### Passage provided
We’ve worked with some truly wonderful schools and educators and it makes all the difference. Many remain our serial collaborators and trusted advisors. They count on us and we count on them. These relationships grow deep roots and lush blooms the longer they are cultivated, and remain resilient as the seasons change across the educational landscape. In the best way, we co-evolve.

Tackling Climate Change

As you read this, somewhere in the world tornadoes and hurricanes are gyrating, wildfires are raging, and ice sheets are melting at alarming rates. Heck, we’ve even tilted Earth’s axis, the very way it spins, because we have over-exploited our groundwater reserves! Everyone except the deniers now appreciates the systemic nature of planetary, human-induced climate change. And we know that incremental changes won’t reverse this trend.

### Work request 1
Update the passage from the words "We’ve worked with" through "way, we co-evolve.", putting "partners" in place of "collaborators".
### Work request 2
Answer these questions from the passage.
(a) What do the relationships with schools and educators grow the longer they are cultivated?
(b) What does the passage say has been tilted because groundwater reserves were over-exploited?
(c) What does the passage say incremental changes won't do?

### Supplied information
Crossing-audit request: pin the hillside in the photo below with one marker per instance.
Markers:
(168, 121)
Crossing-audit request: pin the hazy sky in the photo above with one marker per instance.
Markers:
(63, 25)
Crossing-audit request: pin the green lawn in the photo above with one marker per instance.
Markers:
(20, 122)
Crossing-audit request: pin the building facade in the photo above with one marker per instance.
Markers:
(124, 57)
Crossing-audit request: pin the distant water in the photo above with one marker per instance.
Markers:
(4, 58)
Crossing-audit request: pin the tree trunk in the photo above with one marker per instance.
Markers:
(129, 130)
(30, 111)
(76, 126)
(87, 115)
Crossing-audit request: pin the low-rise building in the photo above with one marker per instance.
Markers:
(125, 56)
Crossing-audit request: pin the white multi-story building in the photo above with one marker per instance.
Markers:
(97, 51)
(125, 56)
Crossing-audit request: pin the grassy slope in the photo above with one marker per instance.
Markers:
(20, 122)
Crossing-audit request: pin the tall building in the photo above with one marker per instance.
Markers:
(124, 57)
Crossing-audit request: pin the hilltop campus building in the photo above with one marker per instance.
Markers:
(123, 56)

---

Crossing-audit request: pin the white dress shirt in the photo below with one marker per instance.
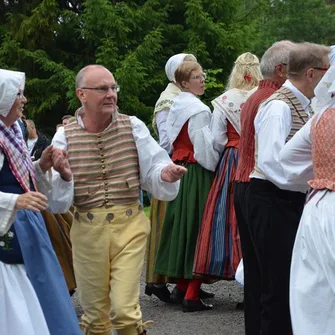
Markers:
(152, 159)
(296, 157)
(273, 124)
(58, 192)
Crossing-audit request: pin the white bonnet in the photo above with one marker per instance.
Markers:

==

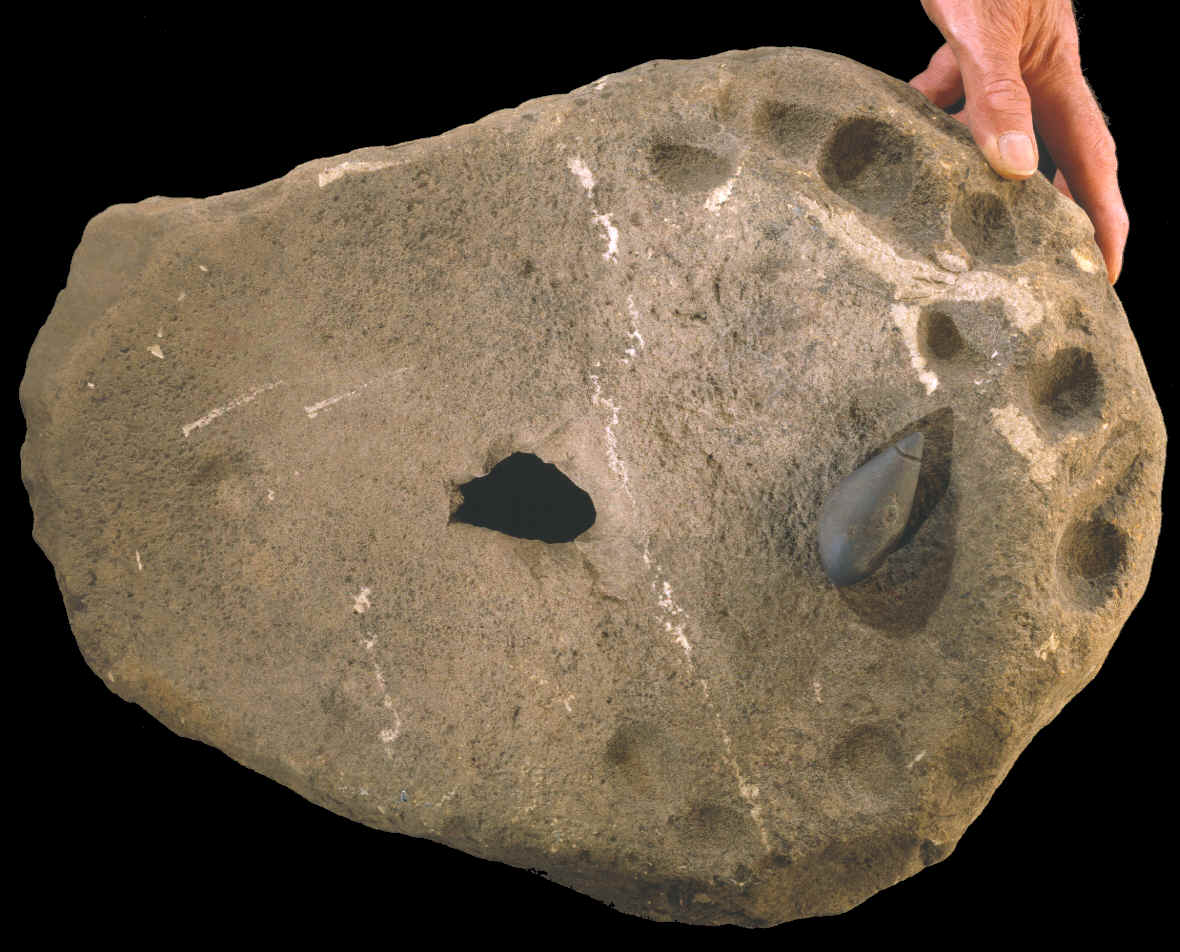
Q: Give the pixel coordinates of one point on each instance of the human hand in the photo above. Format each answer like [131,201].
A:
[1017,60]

### Final answer 1
We’ve worked with some truly wonderful schools and educators and it makes all the difference. Many remain our serial partners and trusted advisors. They count on us and we count on them. These relationships grow deep roots and lush blooms the longer they are cultivated, and remain resilient as the seasons change across the educational landscape. In the best way, we co-evolve.

### Final answer 2
(a) Deep roots and lush blooms.
(b) Earth's axis.
(c) Reverse the trend of human-induced climate change.